Data supplied:
******

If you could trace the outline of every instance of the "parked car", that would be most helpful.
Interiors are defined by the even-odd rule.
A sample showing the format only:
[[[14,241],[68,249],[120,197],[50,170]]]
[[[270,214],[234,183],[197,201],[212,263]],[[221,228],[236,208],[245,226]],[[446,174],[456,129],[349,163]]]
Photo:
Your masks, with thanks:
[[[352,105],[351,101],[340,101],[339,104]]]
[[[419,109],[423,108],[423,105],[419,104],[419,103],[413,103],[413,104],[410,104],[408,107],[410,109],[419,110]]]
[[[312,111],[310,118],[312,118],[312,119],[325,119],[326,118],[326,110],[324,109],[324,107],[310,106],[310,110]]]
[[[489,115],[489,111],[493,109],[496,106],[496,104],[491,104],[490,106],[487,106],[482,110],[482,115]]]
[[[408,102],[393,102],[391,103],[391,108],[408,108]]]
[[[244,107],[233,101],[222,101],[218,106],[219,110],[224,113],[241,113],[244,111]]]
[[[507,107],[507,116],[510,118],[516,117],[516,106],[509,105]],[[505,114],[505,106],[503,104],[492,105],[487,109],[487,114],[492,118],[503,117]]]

******

Instructions to follow: Each record above is to be written out again, without any change.

Completed exercise:
If you could trace the outline of every instance of the "parked car", that would be most helpful.
Interiors are defined by the even-odd rule.
A sample showing the format only:
[[[14,241],[68,249],[120,197],[50,170]]]
[[[270,214],[234,183],[197,201],[212,263]],[[221,228],[236,208],[245,226]],[[446,174],[456,129],[349,163]]]
Photo:
Your masks, with thanks:
[[[352,105],[351,101],[340,101],[339,104]]]
[[[419,109],[423,108],[423,105],[419,104],[419,103],[413,103],[413,104],[410,104],[408,107],[410,109],[419,110]]]
[[[312,111],[310,118],[312,118],[312,119],[325,119],[326,118],[326,110],[324,109],[324,107],[310,106],[310,110]]]
[[[489,115],[489,111],[493,109],[496,106],[496,104],[491,104],[490,106],[487,106],[482,110],[482,115]]]
[[[408,102],[393,102],[391,103],[391,108],[408,108]]]
[[[244,107],[233,101],[222,101],[218,106],[219,110],[224,113],[241,113],[244,111]]]
[[[507,107],[507,116],[510,118],[516,117],[516,106],[509,105]],[[505,114],[505,106],[503,104],[492,105],[487,109],[487,114],[492,118],[503,117]]]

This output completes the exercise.